— CHALLENGE —
Begin with the line containing "Look at the photo above. For each instance of the chrome" and copy each line exactly through the last line of the entries, inclusive.

— EXCERPTED RECORDS —
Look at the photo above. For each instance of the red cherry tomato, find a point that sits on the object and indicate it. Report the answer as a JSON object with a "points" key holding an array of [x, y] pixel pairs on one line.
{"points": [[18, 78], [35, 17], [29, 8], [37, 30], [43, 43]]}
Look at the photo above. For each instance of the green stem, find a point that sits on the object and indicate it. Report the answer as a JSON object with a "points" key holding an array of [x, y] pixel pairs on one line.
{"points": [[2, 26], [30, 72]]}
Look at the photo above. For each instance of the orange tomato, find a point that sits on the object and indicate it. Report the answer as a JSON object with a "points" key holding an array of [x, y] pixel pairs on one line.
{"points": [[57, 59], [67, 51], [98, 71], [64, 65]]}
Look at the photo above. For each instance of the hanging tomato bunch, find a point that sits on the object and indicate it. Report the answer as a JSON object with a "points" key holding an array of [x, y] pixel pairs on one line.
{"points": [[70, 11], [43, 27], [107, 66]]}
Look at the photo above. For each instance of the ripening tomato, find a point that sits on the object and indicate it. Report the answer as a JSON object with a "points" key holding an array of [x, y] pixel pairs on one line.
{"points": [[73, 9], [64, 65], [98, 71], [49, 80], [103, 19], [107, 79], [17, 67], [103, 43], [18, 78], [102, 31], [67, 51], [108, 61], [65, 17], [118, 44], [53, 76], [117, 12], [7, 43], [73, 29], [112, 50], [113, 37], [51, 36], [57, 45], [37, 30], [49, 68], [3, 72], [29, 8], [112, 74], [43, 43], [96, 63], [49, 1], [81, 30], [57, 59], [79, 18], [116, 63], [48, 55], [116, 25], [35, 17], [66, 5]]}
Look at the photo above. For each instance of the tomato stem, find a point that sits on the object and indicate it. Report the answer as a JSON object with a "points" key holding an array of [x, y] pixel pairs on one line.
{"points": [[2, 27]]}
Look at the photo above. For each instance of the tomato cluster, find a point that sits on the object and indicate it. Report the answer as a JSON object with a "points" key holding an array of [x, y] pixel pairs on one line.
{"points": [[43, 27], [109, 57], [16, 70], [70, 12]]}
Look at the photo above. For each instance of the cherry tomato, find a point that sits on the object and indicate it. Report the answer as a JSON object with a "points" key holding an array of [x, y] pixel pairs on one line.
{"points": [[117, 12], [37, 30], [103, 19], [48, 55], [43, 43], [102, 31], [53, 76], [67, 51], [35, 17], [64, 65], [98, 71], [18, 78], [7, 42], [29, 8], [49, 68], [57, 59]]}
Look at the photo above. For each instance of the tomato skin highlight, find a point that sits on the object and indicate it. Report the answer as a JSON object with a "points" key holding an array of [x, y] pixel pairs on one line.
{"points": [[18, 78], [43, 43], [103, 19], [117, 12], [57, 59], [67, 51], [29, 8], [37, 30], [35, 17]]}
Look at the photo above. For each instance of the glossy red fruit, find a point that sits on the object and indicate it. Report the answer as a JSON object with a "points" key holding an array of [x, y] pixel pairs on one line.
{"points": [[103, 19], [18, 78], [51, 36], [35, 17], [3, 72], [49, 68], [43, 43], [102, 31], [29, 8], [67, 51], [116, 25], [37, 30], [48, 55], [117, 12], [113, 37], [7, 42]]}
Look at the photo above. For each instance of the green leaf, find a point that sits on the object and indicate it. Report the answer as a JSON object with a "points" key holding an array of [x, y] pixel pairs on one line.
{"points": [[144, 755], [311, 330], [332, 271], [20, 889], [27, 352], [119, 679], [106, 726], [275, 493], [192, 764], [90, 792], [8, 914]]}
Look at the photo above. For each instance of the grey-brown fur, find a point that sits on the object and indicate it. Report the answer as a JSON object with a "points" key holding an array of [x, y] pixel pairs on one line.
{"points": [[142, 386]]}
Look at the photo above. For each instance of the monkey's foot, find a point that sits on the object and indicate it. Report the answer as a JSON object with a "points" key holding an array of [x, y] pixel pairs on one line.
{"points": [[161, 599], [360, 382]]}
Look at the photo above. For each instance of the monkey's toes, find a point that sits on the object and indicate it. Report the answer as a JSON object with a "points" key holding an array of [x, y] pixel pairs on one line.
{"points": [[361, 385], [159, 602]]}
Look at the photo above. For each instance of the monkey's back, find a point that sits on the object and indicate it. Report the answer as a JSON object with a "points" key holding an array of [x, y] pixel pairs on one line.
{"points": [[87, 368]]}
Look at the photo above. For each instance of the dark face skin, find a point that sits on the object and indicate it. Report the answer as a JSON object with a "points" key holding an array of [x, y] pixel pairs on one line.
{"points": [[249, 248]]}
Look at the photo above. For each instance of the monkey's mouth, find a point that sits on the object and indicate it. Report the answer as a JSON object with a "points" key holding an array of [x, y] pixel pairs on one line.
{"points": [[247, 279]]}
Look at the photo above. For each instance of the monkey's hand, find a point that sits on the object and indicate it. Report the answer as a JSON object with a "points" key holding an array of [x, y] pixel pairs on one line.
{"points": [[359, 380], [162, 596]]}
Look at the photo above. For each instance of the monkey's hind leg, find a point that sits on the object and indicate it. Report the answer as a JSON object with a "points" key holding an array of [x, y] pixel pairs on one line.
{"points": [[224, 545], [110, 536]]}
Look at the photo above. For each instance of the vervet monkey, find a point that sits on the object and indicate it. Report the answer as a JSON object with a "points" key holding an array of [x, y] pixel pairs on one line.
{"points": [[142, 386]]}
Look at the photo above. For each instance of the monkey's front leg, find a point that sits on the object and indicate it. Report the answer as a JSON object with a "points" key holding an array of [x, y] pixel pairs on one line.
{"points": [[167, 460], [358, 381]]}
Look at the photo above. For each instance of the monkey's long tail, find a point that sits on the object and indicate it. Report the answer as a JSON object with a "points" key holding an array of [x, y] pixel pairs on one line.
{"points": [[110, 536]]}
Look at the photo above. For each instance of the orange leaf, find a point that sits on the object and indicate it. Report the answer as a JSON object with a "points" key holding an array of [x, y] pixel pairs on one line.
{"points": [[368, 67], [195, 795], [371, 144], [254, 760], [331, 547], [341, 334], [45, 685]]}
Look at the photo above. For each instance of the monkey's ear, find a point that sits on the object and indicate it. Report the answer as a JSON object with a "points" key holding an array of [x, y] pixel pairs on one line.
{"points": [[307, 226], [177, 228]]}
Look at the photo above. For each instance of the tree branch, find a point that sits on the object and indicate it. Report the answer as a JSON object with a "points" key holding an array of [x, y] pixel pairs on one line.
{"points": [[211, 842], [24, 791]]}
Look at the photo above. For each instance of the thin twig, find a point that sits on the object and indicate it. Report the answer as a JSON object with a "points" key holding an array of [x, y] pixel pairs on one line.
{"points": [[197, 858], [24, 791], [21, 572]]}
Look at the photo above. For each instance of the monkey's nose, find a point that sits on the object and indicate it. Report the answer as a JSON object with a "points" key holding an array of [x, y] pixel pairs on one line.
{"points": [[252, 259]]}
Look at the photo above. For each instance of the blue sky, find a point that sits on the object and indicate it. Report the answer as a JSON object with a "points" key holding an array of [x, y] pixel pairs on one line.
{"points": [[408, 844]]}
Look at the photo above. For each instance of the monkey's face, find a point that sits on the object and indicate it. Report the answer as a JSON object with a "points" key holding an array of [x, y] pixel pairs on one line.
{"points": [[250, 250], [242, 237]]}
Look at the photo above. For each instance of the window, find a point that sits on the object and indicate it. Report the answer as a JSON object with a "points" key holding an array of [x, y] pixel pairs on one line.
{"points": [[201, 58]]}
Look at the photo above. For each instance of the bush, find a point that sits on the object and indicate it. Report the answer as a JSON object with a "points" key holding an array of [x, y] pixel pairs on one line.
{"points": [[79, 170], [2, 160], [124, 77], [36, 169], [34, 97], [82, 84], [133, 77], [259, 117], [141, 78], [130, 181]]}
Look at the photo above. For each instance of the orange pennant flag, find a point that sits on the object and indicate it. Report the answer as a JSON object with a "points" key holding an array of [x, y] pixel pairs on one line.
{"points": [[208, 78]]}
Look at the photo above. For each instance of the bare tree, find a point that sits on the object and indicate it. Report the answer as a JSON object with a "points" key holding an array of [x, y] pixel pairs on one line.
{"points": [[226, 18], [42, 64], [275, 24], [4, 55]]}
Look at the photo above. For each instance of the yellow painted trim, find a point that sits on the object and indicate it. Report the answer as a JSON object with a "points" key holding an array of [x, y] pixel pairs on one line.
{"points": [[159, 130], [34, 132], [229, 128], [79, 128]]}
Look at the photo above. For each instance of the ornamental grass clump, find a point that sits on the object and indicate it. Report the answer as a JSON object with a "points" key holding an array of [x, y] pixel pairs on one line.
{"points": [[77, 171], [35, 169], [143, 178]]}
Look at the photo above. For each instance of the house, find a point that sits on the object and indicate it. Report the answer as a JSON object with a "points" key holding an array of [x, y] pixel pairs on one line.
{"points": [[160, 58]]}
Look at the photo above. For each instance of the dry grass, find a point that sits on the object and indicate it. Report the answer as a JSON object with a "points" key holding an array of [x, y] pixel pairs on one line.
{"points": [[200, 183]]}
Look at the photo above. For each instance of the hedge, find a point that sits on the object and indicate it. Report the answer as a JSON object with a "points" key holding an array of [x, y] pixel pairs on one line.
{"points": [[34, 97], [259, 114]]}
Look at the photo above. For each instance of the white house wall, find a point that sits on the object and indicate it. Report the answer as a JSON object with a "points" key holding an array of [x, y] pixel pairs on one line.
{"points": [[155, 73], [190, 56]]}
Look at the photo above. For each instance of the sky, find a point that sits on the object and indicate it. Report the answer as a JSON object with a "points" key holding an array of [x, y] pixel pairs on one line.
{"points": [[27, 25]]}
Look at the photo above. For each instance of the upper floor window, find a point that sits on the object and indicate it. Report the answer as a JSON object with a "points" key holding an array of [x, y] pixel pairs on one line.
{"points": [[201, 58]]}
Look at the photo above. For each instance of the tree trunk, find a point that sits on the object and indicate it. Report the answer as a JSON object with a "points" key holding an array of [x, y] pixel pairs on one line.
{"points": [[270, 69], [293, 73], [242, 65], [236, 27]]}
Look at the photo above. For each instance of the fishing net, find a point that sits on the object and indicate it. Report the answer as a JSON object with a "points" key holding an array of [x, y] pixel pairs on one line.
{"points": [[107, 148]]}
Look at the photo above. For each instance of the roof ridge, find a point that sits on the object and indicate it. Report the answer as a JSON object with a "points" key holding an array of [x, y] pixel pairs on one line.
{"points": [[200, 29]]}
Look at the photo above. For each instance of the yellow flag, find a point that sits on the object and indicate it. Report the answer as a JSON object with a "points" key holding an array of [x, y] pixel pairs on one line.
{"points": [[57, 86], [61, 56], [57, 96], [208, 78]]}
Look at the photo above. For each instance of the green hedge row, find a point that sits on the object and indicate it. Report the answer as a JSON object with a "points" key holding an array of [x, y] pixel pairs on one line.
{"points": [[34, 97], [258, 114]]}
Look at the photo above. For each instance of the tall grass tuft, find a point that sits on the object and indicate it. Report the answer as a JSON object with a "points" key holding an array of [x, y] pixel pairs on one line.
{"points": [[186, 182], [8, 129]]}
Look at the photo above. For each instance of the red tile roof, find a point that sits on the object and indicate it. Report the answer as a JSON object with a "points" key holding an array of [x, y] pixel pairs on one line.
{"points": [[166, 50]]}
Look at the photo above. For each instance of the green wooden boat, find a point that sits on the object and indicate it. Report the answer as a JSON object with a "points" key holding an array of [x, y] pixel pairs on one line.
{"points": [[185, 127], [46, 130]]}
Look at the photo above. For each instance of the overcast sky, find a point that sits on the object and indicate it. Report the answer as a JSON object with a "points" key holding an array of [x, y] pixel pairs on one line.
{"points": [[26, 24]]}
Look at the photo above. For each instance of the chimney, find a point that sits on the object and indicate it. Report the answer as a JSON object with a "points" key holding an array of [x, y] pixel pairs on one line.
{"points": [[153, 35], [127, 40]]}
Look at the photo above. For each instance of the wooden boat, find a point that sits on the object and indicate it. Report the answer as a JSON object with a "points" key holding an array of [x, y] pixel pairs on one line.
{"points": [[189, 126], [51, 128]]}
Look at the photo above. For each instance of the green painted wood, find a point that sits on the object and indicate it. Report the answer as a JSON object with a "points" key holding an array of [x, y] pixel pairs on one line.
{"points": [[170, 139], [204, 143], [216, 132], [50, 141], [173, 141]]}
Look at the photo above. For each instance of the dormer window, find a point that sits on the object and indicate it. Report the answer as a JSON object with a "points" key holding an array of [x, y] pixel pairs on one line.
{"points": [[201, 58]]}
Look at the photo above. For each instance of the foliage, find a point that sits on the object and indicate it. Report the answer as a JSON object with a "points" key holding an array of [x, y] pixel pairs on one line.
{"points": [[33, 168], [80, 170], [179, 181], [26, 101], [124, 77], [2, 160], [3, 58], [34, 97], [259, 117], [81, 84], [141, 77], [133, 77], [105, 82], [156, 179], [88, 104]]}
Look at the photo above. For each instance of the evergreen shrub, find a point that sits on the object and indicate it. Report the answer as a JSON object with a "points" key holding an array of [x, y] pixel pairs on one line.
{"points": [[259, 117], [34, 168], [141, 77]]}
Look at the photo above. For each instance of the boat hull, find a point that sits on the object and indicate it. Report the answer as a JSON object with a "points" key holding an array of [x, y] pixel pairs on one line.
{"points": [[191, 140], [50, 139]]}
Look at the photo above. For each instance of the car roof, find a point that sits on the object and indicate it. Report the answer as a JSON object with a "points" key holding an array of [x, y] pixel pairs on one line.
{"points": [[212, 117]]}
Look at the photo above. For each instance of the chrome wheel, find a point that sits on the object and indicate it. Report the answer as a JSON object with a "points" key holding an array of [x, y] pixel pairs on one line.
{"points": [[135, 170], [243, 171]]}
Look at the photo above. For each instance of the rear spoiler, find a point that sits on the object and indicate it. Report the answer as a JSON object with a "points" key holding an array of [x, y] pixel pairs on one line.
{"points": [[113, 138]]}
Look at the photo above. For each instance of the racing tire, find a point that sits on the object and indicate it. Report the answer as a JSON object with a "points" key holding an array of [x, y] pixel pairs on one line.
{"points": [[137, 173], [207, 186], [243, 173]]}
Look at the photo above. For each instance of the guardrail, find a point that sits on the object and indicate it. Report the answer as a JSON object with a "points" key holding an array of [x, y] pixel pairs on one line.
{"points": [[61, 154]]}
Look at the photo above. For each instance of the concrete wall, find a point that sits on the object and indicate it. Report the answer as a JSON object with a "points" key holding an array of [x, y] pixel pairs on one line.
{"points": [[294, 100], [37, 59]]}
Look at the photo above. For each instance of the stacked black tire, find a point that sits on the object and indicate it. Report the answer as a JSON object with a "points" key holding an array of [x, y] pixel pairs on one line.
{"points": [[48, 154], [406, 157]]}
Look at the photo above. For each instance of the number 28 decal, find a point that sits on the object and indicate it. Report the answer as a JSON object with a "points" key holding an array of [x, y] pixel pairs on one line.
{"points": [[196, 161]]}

— ANSWER TO THIS TASK —
Look at the photo above. For each instance of the chrome wheel, find a point that sits on the object and indicate it. Report the answer as a JSON object with a "points" key holding an array of [x, y] pixel pairs on one line.
{"points": [[135, 170], [243, 171]]}
Look at the photo above. For each instance of the rear spoiler, find a point that sits on the object and indicate it. Report the answer as a JSON object with a "points" key holding an array of [x, y] pixel pairs on one line.
{"points": [[113, 138]]}
Look at the photo above. For each instance of the racing tire, find a point that sits on the object and indicate it. Report the answer as a JSON object with a "points" key holding an array of [x, y] pixel pairs on one line.
{"points": [[137, 173], [207, 186], [243, 173]]}
Look at the photo above. For each instance of the guardrail, find a point that sits on the object and indicate it. Report the answer as a JSON object with a "points" key holding an array of [x, y] pixel pairs on one line.
{"points": [[61, 154]]}
Look at the photo above. For each instance of the concrete wall, find a point that sits on the object and indicate it. Report the answer as a JSON object with a "points" key holding an array of [x, y] pixel pairs on one line.
{"points": [[294, 100], [37, 59]]}
Look at the photo above. For each instance of the stacked black tire, find a point that sits on the object and indicate it. Report the answer as a JSON object with a "points" key holding an array of [x, y] pixel pairs on one line.
{"points": [[48, 154], [406, 157]]}
Look at the photo above. For each instance of the number 28 decal, find a point that sits on the object and indicate it. Report the answer as a JSON object with a "points" key holding an array of [x, y] pixel pairs on one line.
{"points": [[196, 161]]}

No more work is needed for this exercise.